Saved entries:
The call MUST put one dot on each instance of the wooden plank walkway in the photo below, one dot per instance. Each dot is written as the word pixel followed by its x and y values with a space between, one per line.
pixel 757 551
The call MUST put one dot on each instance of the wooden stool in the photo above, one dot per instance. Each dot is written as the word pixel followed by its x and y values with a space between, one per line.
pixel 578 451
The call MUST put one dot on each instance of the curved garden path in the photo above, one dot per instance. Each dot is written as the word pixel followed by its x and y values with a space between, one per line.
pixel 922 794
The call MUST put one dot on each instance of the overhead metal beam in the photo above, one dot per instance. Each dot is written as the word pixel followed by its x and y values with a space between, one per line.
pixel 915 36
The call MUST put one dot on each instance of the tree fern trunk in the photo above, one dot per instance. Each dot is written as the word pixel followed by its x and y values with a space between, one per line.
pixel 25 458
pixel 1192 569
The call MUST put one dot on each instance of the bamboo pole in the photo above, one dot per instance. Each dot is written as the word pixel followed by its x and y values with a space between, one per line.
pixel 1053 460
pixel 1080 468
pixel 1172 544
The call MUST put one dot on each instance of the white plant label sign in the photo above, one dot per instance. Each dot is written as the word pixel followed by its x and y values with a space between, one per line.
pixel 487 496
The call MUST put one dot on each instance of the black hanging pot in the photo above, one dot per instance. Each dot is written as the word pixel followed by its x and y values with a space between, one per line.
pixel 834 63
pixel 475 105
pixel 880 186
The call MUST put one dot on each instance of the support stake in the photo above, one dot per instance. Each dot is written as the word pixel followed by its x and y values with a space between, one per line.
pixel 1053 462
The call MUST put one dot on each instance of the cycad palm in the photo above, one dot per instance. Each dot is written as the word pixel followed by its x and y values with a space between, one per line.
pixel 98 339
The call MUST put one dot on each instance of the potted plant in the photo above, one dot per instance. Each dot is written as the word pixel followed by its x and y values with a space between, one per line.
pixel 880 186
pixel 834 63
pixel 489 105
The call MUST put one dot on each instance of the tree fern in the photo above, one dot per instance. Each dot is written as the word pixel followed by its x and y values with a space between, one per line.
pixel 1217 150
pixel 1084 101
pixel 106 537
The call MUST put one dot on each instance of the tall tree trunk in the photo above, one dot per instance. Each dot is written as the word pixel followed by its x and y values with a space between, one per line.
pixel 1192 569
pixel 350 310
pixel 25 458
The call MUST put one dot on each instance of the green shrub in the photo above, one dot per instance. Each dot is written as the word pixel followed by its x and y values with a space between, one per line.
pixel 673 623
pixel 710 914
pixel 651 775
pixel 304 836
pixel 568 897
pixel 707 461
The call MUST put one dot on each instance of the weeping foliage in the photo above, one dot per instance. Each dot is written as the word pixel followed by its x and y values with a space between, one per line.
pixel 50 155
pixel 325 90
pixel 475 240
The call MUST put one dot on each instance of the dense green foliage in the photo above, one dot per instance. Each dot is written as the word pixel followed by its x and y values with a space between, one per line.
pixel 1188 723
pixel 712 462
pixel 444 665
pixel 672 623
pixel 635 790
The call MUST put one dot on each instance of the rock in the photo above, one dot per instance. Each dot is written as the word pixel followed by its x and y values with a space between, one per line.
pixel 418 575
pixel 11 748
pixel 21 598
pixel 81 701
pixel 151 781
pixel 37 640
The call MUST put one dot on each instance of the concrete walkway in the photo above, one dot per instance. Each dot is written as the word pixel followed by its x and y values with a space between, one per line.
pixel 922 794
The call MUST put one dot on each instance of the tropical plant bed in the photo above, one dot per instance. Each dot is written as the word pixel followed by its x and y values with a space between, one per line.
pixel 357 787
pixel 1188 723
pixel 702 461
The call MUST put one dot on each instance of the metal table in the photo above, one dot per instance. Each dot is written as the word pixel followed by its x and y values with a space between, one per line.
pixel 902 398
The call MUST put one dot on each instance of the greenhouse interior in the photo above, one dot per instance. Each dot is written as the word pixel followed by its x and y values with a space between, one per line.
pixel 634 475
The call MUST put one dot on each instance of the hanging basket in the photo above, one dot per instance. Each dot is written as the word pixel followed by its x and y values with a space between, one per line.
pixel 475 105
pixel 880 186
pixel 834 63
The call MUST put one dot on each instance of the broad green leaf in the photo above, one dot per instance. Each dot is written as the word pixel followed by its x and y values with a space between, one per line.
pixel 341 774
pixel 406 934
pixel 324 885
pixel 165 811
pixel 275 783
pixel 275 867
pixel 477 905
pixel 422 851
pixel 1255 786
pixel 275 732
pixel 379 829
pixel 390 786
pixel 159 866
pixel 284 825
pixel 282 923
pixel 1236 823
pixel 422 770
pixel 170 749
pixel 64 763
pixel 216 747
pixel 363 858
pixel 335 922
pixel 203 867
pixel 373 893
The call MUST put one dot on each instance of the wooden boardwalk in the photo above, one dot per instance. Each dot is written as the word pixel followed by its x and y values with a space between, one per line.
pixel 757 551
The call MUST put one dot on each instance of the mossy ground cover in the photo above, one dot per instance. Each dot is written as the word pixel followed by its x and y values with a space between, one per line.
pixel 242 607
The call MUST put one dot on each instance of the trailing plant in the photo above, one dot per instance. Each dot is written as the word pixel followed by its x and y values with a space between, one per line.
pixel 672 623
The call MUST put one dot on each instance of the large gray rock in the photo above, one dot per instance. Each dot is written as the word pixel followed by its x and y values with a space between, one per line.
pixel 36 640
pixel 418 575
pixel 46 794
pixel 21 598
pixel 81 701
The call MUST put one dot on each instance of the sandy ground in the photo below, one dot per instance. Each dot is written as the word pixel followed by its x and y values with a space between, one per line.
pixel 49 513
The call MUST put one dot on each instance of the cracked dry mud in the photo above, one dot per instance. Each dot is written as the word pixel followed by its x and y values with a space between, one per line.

• _The problem_: Copy out the rows starting at the line that contains "of the large" and running through the last row, with both of those lines included.

• _Written solution_:
The call MUST put one dot on each instance of the large gray rock in the photo above, one dot per instance. Each dot is written as the word pixel followed by its x and y values with a space between, one per line.
pixel 36 640
pixel 418 575
pixel 46 794
pixel 21 598
pixel 81 701
The call MUST put one dot on each instance of the sandy ground in the photo below, one dot per instance. Each dot is written as the word pixel followed by its x and y values with a space between, one per line.
pixel 49 513
The call MUST put one dot on each instance of the cracked dry mud in the photo above, one dot per instance. Each dot is written as the word pixel followed by its x and y values with a space between, one per line.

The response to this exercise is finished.